**INSTRUCTIONS FOR THE TASK:**
Reproduce word for word the section of the homeschool year post below that starts with the words containing "I have submitted" and ends with "all curricular decisions.".

**READING PASSAGE:**
══════════════════════════════
Another homeschool year in the books!
I have submitted papers, dotted the i's and crossed the t's for another homeschool year, although I guess technically I homeschooled two and a half kids, instead of three. Max enrolled in a cyber school halfway through the year, and it ended up being a very good experience for all of us. You aren't really totally off the hook as a parent with cyber school, because the kid is still in your house and under your care all day. But it did relieve me of most instructional duties and all curricular decisions.
Laurel and Marko did their usual portfolio routine, where we basically stop school in April and spend a month or more gathering work, reflecting, revisiting unfinished projects...often finishing them with less angst (which is sort of a trick of mine, because they feel like school is over, but I know this part is really integral to their education). This year was complicated somewhat by moving into a new house right in the middle of it, which we did slowly over a month and a half, with very little rhyme or reason other than setting up beds and the kitchen in the new house first. This seemed like a brilliant first step, but actually resulted in us losing interest in the rest of our possessions, because it felt like we had everything we needed. For everything else, we packed a few boxes and threw them in our car every time we were in that end of town. The boxes were pure chaos by the end. Nonetheless, it got done, and hopefully this is the last move for a good, long while.
══════════════════════════════
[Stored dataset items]
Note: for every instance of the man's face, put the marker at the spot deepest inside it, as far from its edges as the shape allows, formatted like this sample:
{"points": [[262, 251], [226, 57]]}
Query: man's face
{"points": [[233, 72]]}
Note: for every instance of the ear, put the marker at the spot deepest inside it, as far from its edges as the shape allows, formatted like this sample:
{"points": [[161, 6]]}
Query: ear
══════════════════════════════
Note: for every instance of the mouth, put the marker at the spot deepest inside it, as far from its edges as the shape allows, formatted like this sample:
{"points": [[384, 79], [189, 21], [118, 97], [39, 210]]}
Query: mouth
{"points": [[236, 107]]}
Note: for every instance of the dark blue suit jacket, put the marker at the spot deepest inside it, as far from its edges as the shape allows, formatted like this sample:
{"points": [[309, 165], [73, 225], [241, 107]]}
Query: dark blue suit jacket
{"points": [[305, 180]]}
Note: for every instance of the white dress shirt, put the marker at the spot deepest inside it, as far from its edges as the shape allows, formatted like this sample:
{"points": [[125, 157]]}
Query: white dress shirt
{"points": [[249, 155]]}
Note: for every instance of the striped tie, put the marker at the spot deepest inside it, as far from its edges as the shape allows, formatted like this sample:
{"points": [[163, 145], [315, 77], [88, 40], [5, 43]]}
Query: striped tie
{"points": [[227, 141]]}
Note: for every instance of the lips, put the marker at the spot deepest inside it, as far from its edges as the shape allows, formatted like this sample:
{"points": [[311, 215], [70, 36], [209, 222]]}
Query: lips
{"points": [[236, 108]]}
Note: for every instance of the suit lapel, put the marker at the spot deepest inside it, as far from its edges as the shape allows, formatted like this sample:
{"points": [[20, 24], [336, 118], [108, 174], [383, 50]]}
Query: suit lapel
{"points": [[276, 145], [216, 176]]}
══════════════════════════════
**RESULT BELOW:**
I have submitted papers, dotted the i's and crossed the t's for another homeschool year, although I guess technically I homeschooled two and a half kids, instead of three. Max enrolled in a cyber school halfway through the year, and it ended up being a very good experience for all of us. You aren't really totally off the hook as a parent with cyber school, because the kid is still in your house and under your care all day. But it did relieve me of most instructional duties and all curricular decisions.